• WHAT THIS TASK INVOLVES:
Please copy the mechanics quiz header below word for word, keeping every line, blank, and symbol unchanged.

A-Level Physics H1 Quiz - Mechanics

Name: ____________________
Class: ____________________
Date: ____________________
Score: ________ / 55

Duration: 90 Minutes
Total Marks: 55

Instructions:

Answer all questions.
Show all necessary working for calculation questions.
Use $g = 9.81 \text{ m s}^{-2}$ where applicable.

Section A: Fundamentals & Kinematics (Questions 1–6)

• STORED DATA:
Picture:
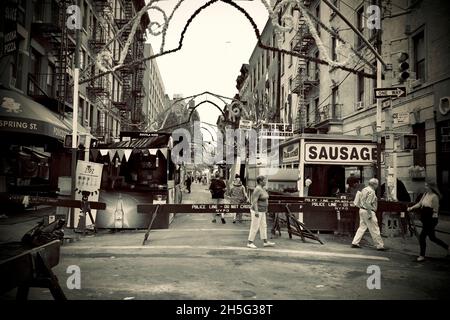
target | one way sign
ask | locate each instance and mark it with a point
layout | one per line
(395, 92)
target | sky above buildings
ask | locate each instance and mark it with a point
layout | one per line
(218, 41)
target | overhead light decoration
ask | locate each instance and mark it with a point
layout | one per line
(156, 28)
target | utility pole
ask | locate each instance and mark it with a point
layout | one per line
(380, 65)
(379, 110)
(76, 75)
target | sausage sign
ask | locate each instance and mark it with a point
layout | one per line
(340, 153)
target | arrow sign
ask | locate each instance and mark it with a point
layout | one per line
(395, 92)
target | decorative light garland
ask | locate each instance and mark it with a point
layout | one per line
(288, 20)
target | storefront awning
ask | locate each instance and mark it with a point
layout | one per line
(82, 131)
(162, 141)
(19, 113)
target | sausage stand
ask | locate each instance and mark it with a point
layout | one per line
(137, 169)
(327, 161)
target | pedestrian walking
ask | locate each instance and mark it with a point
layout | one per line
(260, 203)
(367, 205)
(217, 189)
(188, 183)
(428, 207)
(238, 195)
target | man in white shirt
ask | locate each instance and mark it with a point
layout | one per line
(367, 216)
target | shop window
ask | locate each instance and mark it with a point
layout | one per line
(419, 55)
(419, 154)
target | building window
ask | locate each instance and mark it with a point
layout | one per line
(291, 46)
(333, 49)
(51, 80)
(419, 55)
(318, 17)
(274, 45)
(80, 110)
(282, 103)
(360, 88)
(334, 102)
(360, 25)
(91, 116)
(374, 84)
(308, 110)
(419, 155)
(316, 66)
(316, 105)
(262, 64)
(85, 15)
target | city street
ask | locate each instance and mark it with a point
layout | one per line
(196, 259)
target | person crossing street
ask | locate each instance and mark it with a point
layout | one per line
(217, 188)
(367, 205)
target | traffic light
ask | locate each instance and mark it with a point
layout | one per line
(410, 142)
(403, 67)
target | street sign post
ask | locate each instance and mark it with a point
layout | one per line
(400, 118)
(394, 92)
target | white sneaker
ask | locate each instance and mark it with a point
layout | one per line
(269, 244)
(251, 246)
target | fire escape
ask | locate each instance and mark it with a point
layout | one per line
(50, 28)
(99, 89)
(125, 103)
(304, 81)
(138, 90)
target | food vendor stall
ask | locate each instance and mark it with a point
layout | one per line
(137, 169)
(327, 160)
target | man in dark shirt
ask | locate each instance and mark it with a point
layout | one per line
(217, 189)
(188, 183)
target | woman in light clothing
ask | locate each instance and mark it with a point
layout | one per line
(260, 203)
(238, 195)
(428, 207)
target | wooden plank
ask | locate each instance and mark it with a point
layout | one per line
(19, 269)
(214, 208)
(55, 202)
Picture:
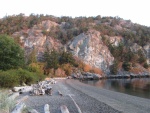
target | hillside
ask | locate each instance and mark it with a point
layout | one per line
(111, 44)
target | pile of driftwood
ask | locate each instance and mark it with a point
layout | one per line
(43, 87)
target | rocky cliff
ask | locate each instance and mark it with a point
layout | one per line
(87, 45)
(90, 48)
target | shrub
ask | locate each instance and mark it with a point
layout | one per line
(6, 105)
(8, 79)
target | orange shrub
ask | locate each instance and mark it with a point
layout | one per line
(97, 71)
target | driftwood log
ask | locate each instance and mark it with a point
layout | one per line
(64, 109)
(46, 108)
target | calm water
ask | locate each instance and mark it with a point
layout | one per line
(137, 87)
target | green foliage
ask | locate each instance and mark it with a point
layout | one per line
(32, 57)
(146, 65)
(126, 66)
(66, 57)
(114, 68)
(11, 55)
(8, 79)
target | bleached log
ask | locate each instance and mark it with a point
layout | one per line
(33, 111)
(22, 88)
(64, 109)
(22, 99)
(46, 108)
(13, 96)
(19, 108)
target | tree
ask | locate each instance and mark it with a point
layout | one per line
(32, 57)
(114, 67)
(66, 57)
(11, 55)
(53, 60)
(126, 66)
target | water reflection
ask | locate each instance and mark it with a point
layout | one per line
(137, 87)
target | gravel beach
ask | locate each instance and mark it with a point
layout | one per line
(90, 99)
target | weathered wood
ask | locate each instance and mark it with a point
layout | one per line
(22, 99)
(64, 109)
(32, 111)
(78, 108)
(19, 108)
(13, 96)
(46, 108)
(60, 93)
(22, 88)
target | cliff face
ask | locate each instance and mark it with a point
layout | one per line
(35, 39)
(87, 46)
(90, 48)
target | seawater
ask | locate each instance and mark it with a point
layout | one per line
(137, 87)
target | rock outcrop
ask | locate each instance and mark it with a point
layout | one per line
(145, 50)
(35, 39)
(90, 48)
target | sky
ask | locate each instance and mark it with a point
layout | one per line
(135, 10)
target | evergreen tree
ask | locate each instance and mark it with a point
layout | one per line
(11, 55)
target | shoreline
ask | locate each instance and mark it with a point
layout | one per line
(119, 101)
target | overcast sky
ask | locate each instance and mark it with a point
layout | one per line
(135, 10)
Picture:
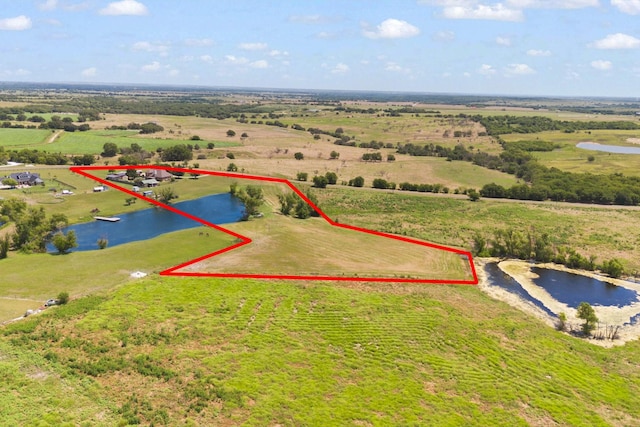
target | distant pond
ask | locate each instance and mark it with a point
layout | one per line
(152, 222)
(618, 149)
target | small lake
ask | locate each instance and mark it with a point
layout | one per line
(567, 288)
(572, 289)
(152, 222)
(497, 277)
(618, 149)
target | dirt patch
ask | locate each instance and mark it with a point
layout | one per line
(520, 271)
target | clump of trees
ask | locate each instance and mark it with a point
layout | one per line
(176, 153)
(33, 229)
(64, 242)
(293, 205)
(530, 245)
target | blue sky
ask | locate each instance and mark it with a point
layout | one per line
(513, 47)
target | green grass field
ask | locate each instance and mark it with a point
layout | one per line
(90, 142)
(229, 352)
(15, 139)
(573, 159)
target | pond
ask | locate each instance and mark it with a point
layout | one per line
(497, 277)
(618, 149)
(572, 289)
(567, 288)
(152, 222)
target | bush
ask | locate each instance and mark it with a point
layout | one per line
(63, 298)
(358, 181)
(320, 181)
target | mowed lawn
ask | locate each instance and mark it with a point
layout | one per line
(199, 351)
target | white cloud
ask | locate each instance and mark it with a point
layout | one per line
(536, 52)
(89, 72)
(48, 5)
(125, 7)
(486, 70)
(495, 12)
(234, 60)
(392, 29)
(617, 41)
(19, 23)
(396, 68)
(260, 64)
(553, 4)
(198, 42)
(340, 68)
(444, 36)
(144, 46)
(310, 19)
(519, 69)
(278, 53)
(153, 67)
(253, 46)
(631, 7)
(602, 65)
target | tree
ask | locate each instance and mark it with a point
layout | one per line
(64, 243)
(166, 194)
(103, 242)
(109, 149)
(562, 322)
(613, 268)
(358, 181)
(148, 128)
(586, 313)
(4, 247)
(320, 181)
(63, 298)
(287, 202)
(10, 182)
(131, 174)
(332, 178)
(176, 153)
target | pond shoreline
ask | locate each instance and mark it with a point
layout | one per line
(520, 271)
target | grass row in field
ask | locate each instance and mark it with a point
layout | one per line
(265, 353)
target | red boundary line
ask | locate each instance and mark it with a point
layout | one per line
(245, 240)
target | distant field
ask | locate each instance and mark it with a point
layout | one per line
(573, 159)
(23, 138)
(90, 142)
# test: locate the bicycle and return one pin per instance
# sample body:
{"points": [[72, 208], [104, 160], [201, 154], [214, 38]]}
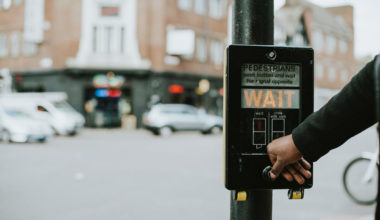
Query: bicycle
{"points": [[360, 178]]}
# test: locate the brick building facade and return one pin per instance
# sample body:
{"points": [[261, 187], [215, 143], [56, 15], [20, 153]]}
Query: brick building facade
{"points": [[148, 45], [330, 31]]}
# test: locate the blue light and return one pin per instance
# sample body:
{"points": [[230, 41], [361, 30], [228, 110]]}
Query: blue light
{"points": [[101, 93]]}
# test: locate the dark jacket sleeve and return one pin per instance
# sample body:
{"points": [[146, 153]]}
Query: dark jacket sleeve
{"points": [[348, 113]]}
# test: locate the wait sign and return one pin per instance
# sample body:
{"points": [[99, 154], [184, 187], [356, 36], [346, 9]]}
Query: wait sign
{"points": [[270, 98]]}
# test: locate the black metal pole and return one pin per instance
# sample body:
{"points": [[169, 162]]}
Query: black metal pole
{"points": [[253, 22]]}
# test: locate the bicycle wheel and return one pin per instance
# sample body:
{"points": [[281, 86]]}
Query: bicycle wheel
{"points": [[361, 191]]}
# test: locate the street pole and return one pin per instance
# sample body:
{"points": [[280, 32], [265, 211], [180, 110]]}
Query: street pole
{"points": [[252, 24]]}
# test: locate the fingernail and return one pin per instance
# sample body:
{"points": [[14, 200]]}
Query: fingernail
{"points": [[272, 176]]}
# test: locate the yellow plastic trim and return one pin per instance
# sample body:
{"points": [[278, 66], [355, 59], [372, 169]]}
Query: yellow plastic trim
{"points": [[297, 195], [241, 196]]}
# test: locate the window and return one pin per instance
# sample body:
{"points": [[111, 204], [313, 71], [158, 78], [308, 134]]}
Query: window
{"points": [[200, 6], [184, 5], [122, 36], [216, 52], [217, 8], [5, 4], [319, 71], [344, 75], [3, 45], [108, 39], [109, 11], [343, 46], [331, 44], [15, 50], [17, 2], [94, 39], [202, 49], [332, 74], [30, 48], [318, 40]]}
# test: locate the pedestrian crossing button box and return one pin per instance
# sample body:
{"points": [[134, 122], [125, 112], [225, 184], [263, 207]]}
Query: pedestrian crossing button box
{"points": [[268, 92]]}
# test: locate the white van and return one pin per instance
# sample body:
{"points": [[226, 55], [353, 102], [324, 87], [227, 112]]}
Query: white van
{"points": [[18, 126], [50, 107]]}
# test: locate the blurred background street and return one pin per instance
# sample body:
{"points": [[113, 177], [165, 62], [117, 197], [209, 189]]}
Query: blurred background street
{"points": [[93, 92], [114, 174]]}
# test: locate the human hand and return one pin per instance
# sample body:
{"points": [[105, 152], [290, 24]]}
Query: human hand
{"points": [[287, 160]]}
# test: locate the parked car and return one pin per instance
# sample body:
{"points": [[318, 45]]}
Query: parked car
{"points": [[18, 126], [50, 107], [163, 119]]}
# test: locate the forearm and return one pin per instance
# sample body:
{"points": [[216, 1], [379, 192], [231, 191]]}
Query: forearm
{"points": [[345, 115]]}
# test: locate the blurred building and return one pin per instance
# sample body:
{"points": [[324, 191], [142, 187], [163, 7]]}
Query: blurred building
{"points": [[330, 31], [114, 57]]}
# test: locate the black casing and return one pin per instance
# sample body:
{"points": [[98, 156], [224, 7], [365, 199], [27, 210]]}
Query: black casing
{"points": [[243, 162]]}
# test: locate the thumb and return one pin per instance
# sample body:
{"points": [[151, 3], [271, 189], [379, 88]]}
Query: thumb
{"points": [[277, 168]]}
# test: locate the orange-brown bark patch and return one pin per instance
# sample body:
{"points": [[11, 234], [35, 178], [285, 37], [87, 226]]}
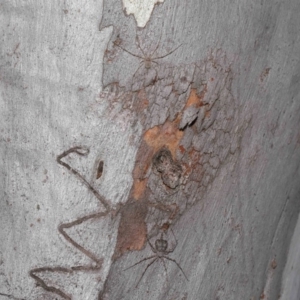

• RESULT OF THE TASK:
A-Level Physics H1 Quiz - Mechanics

Name: ____________________
Class: ____________________
Date: ____________________
Score: ________ / 55

Duration: 90 Minutes
Total Marks: 55

Instructions:

Answer all questions.
Show all necessary working for calculation questions.
Use $g = 9.81 \text{ m s}^{-2}$ where applicable.

Section A: Fundamentals & Kinematics (Questions 1–6)